Recorded data →

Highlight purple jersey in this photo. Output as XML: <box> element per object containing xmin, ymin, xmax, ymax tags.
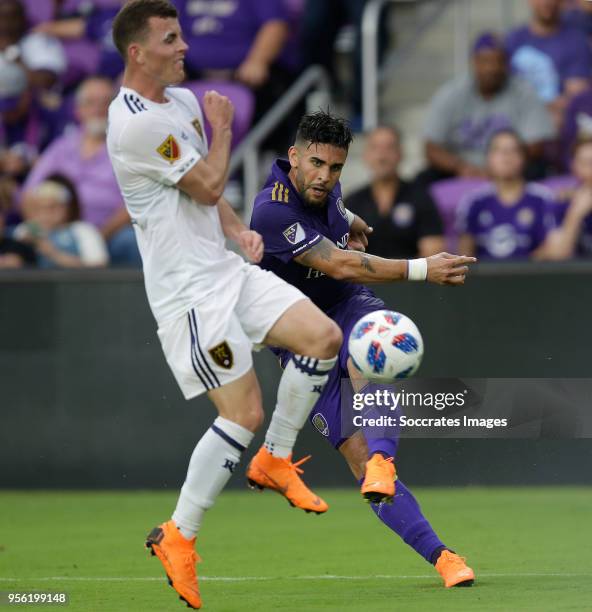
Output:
<box><xmin>174</xmin><ymin>0</ymin><xmax>288</xmax><ymax>71</ymax></box>
<box><xmin>458</xmin><ymin>185</ymin><xmax>555</xmax><ymax>260</ymax></box>
<box><xmin>547</xmin><ymin>184</ymin><xmax>592</xmax><ymax>257</ymax></box>
<box><xmin>251</xmin><ymin>159</ymin><xmax>365</xmax><ymax>311</ymax></box>
<box><xmin>506</xmin><ymin>24</ymin><xmax>592</xmax><ymax>102</ymax></box>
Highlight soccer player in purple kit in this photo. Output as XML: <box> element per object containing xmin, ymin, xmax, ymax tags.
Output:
<box><xmin>247</xmin><ymin>111</ymin><xmax>476</xmax><ymax>587</ymax></box>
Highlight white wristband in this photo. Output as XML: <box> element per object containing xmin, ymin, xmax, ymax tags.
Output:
<box><xmin>407</xmin><ymin>257</ymin><xmax>428</xmax><ymax>281</ymax></box>
<box><xmin>345</xmin><ymin>208</ymin><xmax>356</xmax><ymax>227</ymax></box>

Objective → Copy all of the items above word for word, from the first line through the last, and leave out the picture.

Answer to the task →
Highlight purple jersey in this photo. Output as XML: <box> element per object containing xmin, ymin, xmax, ymax tags.
Output:
<box><xmin>174</xmin><ymin>0</ymin><xmax>288</xmax><ymax>71</ymax></box>
<box><xmin>458</xmin><ymin>185</ymin><xmax>555</xmax><ymax>260</ymax></box>
<box><xmin>547</xmin><ymin>184</ymin><xmax>592</xmax><ymax>257</ymax></box>
<box><xmin>251</xmin><ymin>159</ymin><xmax>365</xmax><ymax>311</ymax></box>
<box><xmin>506</xmin><ymin>24</ymin><xmax>592</xmax><ymax>102</ymax></box>
Highlight soccer player in purple kit in this photo. Output as XML: <box> element per object containing xmin, ymin, xmax, ymax tags.
Output:
<box><xmin>247</xmin><ymin>111</ymin><xmax>476</xmax><ymax>587</ymax></box>
Highlight white wristband in this photo. Output as XML: <box> element per object containing xmin, ymin, xmax, ymax tags.
Output:
<box><xmin>407</xmin><ymin>257</ymin><xmax>428</xmax><ymax>281</ymax></box>
<box><xmin>345</xmin><ymin>208</ymin><xmax>356</xmax><ymax>227</ymax></box>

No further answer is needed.